Study text:
- - -

When news hit that 18 explosive-rigged drones had knocked out two major oil facilities in Saudi Arabia, instantly cutting global oil supply by more than 5 per cent, you can bet electric-car drivers worldwide collectively shrugged.
Gasoline prices to shoot up? No problem for vehicles that run on kilowatts.
Some speculated the news would help boost demand for electric vehicles. Energy expert Michael Liebreich, founder of Bloomberg New Energy Finance, took to Twitter to declare that “the global shift to electric transportation just perceptibly accelerated.”
The drone attacks, he rightly argued, made Saudi refineries and pipelines “look like 20th century vulnerability in a 21st century threat landscape.”
In fairness, electricity infrastructure is also vulnerable to drone-like attacks, but I can’t think of a single target that would knock out anywhere near 5 per cent of the world’s power supply. The trend in the electricity market is a move toward smarter, more robust grids and smaller, more distributed forms of generation based on renewable energy and storage. Even nuclear power, crucial in the fight against climate change, is expected to become more modular and decentralized.
Electricity is also not traded on a global market. In the unlikely event that 5 per cent of supply could be disrupted, the economic impact would be felt locally. There would be no global price spikes or risk to international stability.
It helps that the vehicles destined to consume this electricity are getting better and less expensive. Tired claims that electric vehicles (EVs) take too long to charge, don’t have enough range, or aren’t powerful enough are based on lingering perceptions that don’t reflect the pace of innovation.
Take EV charging. Earlier this summer, the head of technology at European oil giant BP told Bloomberg News that EVs capable of being fully charged in five minutes are only two years away.
Ottawa-based GBatteries, for example, is almost there. It uses machine-learning algorithms to dramatically speed up the charging process using a method called “pulse” charging. Its near-term goal is to make charging an EV just as fast and easy as filling up a car’s gas tank.

- - -

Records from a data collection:
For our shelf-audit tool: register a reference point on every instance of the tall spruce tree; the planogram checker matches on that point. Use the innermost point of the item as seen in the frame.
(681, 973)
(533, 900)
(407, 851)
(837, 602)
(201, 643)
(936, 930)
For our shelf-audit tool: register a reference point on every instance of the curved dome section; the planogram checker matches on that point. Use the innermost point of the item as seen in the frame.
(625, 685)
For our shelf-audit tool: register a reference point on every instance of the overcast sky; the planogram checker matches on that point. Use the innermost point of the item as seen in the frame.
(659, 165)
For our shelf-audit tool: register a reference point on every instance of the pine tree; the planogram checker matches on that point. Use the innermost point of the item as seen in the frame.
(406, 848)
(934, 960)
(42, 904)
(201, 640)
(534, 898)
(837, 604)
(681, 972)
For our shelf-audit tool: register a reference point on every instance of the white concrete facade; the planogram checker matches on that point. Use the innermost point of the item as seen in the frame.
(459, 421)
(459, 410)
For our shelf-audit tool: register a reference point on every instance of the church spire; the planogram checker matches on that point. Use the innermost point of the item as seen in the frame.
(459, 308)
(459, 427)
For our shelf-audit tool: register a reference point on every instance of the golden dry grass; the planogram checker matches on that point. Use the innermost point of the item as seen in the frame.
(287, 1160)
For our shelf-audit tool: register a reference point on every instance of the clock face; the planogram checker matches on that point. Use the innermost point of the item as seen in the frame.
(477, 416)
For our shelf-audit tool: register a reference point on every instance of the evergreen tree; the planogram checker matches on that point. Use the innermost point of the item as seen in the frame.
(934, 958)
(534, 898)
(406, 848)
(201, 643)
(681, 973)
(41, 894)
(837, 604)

- - -

Problems to solve:
A. Decide whether each statement agrees with the article on electric cars, answering yes or no and quoting the words from the article that settle it: (i) the drone attacks cut global oil supply by more than 5 per cent; (ii) electricity is traded on a global market; (iii) GBatteries is based in Ottawa.
B. In the article on electric cars, write out the passage starting with "Electricity is also" and going on through "pace of innovation.".

Answers by task:
A.
(i) Yes: "instantly cutting global oil supply by more than 5 per cent"
(ii) No: "Electricity is also not traded on a global market."
(iii) Yes: "Ottawa-based GBatteries"

B.
Electricity is also not traded on a global market. In the unlikely event that 5 per cent of supply could be disrupted, the economic impact would be felt locally. There would be no global price spikes or risk to international stability.
It helps that the vehicles destined to consume this electricity are getting better and less expensive. Tired claims that electric vehicles (EVs) take too long to charge, don’t have enough range, or aren’t powerful enough are based on lingering perceptions that don’t reflect the pace of innovation.